After a few trips back home to help remedy my ailments, I decided it was time to take responsibility for my happiness. After joining a really good church, I decided to join a small group women’s Bible study. Following that decision, I went on a women’s retreat and stayed in a room with three women from the group. I also volunteered to host an apartment-warming for a member of our group. In addition, I attended other social events with ladies from the group and called or e-mailed them from time to time. That group was key to my successfully transitioning to my new state. Three years later I still have a special bond with those women.

* DATASET CONTENT
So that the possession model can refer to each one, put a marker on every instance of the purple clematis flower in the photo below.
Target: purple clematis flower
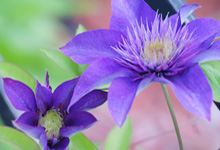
(48, 116)
(140, 48)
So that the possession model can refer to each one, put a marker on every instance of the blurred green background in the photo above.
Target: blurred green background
(28, 25)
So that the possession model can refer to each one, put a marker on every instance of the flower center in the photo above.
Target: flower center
(52, 121)
(157, 50)
(161, 48)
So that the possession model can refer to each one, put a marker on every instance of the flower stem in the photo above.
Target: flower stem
(172, 115)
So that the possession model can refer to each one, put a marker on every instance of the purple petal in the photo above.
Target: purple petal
(178, 19)
(75, 122)
(44, 97)
(28, 122)
(62, 144)
(120, 98)
(89, 101)
(63, 94)
(43, 142)
(193, 91)
(88, 47)
(145, 82)
(204, 30)
(47, 83)
(20, 95)
(186, 10)
(127, 12)
(98, 74)
(210, 54)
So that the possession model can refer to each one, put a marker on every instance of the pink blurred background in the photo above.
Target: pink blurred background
(152, 124)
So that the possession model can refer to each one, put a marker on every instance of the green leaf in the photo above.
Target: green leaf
(212, 71)
(15, 72)
(10, 137)
(119, 138)
(64, 62)
(81, 142)
(80, 29)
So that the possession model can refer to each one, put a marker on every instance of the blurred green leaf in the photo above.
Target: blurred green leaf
(1, 122)
(80, 29)
(16, 139)
(8, 146)
(81, 142)
(13, 71)
(64, 62)
(81, 68)
(119, 138)
(212, 71)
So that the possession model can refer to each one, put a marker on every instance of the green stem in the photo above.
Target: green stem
(173, 115)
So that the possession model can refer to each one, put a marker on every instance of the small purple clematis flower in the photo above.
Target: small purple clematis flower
(139, 48)
(48, 116)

* EXERCISE INSTRUCTIONS
Can you continue the account of settling into a new state, picking up right after its final sentence? The entries have nothing to do with the account of settling into a new state.

* TASK ANSWER
What state are you in? Do you feel lonely? Isolated? Depressed? What is God saying to you? You may have a wonderful relationship with Him, but He may be calling you to connect with other women. Or perhaps you think you’re doing okay by yourself. The poet John Donne said, “No man is an island unto himself.” God is calling His women to be bridge builders! Who is He showing you? Perhaps it’s a neighbor, someone who doesn’t look like you or talk like you. What’s your excuse? Your feeling of isolation may be His push to get you to move outside yourself. Look around. Your mission field might just be your next door neighbor. Don’t be afraid. A kind word goes a long way. While He calls some to go across the seas, He calls others to look next door.
Press pass your insecurities. Philippians 4:13 (NKJV) reads, “I can do all things through Christ who strengthens me.”